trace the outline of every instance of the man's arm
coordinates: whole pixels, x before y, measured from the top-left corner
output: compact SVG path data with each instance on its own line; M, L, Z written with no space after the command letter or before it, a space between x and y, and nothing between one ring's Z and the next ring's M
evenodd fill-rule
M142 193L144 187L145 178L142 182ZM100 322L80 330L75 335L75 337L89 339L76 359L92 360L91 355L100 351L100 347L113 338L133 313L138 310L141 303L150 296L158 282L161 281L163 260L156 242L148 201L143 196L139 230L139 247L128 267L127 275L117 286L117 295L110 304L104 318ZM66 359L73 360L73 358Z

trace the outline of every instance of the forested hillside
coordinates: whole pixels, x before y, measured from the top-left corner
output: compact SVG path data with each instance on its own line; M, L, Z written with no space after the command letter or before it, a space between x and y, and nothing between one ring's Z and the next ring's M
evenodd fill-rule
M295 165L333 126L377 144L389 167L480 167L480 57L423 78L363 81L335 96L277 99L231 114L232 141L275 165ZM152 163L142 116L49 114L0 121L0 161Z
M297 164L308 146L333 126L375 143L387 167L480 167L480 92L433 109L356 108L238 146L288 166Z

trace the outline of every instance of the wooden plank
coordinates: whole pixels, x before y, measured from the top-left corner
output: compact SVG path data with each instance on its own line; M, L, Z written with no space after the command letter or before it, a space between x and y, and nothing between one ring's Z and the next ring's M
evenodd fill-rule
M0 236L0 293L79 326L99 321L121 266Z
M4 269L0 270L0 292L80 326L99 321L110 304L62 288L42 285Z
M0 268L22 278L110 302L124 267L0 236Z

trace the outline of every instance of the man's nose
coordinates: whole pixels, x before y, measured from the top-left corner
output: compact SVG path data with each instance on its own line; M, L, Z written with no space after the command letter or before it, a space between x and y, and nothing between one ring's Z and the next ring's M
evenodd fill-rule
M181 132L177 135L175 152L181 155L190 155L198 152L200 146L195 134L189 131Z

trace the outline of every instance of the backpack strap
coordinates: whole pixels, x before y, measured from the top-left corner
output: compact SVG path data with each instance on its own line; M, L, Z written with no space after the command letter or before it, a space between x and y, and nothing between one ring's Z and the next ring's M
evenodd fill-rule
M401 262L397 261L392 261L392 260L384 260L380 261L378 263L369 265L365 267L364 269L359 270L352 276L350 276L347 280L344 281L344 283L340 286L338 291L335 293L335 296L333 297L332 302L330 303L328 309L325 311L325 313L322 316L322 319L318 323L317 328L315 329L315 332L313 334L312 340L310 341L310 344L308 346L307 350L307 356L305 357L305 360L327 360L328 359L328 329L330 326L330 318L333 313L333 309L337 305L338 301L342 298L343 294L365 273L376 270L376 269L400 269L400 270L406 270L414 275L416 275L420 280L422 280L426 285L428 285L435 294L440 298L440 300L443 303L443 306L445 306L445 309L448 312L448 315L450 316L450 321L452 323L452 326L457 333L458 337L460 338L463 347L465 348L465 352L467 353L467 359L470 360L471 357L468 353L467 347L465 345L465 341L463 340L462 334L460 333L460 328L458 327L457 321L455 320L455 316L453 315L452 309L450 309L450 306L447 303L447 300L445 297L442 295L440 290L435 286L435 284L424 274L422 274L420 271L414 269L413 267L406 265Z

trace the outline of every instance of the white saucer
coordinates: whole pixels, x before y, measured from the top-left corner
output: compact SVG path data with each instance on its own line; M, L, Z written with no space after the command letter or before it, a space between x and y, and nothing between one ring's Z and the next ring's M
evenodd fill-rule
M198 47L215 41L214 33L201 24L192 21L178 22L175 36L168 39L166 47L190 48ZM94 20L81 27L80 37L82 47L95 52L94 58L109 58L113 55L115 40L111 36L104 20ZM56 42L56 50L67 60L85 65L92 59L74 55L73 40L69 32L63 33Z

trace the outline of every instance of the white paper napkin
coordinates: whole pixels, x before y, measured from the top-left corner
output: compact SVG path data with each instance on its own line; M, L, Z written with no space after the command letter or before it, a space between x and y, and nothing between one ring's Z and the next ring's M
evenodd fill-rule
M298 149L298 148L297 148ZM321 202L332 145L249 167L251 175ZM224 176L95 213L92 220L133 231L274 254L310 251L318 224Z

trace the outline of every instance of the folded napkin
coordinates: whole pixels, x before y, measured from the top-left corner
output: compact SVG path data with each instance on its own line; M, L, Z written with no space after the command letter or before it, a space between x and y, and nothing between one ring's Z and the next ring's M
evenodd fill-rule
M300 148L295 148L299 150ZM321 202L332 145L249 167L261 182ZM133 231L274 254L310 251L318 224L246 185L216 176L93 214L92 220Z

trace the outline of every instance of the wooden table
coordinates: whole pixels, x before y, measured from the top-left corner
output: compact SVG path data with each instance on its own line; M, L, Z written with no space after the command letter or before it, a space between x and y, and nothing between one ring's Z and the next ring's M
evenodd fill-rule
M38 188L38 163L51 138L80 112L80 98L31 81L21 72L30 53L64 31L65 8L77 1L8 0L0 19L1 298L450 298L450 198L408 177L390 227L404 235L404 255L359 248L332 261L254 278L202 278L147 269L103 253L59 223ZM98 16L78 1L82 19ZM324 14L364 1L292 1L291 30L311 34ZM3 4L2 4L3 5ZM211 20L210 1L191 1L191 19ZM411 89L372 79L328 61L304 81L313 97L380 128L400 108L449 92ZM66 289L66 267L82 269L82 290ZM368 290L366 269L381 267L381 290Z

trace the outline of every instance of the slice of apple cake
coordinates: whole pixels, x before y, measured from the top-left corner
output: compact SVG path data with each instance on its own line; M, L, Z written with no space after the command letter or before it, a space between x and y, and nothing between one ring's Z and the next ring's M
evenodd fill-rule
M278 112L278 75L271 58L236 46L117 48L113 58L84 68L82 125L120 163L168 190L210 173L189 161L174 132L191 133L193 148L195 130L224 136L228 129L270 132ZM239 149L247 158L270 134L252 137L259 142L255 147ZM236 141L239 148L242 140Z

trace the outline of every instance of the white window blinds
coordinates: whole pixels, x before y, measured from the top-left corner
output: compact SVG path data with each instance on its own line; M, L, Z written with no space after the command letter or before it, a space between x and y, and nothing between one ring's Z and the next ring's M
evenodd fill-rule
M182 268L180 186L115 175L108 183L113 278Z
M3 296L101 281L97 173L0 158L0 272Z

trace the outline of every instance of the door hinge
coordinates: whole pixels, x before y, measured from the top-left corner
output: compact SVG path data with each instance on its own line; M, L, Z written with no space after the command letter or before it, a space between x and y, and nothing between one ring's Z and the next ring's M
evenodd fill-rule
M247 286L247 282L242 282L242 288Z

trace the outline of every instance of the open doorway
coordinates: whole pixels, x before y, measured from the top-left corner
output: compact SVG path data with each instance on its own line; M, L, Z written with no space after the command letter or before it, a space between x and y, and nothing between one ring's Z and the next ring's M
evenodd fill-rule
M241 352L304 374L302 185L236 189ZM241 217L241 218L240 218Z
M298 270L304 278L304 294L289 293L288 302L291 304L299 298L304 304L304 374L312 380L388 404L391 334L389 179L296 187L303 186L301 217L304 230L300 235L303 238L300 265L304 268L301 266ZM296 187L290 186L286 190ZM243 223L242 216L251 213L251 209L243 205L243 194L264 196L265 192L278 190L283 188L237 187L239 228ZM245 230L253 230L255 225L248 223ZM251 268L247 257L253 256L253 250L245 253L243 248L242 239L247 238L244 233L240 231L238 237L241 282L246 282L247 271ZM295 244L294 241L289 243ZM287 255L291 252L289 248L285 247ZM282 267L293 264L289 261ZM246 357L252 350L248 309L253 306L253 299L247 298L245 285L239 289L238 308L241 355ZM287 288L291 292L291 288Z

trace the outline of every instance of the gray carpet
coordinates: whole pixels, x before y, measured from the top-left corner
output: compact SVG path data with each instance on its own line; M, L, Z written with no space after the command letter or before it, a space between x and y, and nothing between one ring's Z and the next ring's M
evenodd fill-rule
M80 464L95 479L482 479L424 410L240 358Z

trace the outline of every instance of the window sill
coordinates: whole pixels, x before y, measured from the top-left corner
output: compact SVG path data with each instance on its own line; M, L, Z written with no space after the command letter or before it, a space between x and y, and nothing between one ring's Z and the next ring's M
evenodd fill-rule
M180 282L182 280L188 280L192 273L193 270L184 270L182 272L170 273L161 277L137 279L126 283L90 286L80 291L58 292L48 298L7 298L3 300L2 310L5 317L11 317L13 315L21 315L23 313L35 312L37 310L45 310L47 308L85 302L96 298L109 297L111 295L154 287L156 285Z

+++++

All that is wanted is the number of lines in the records that include the string "window".

2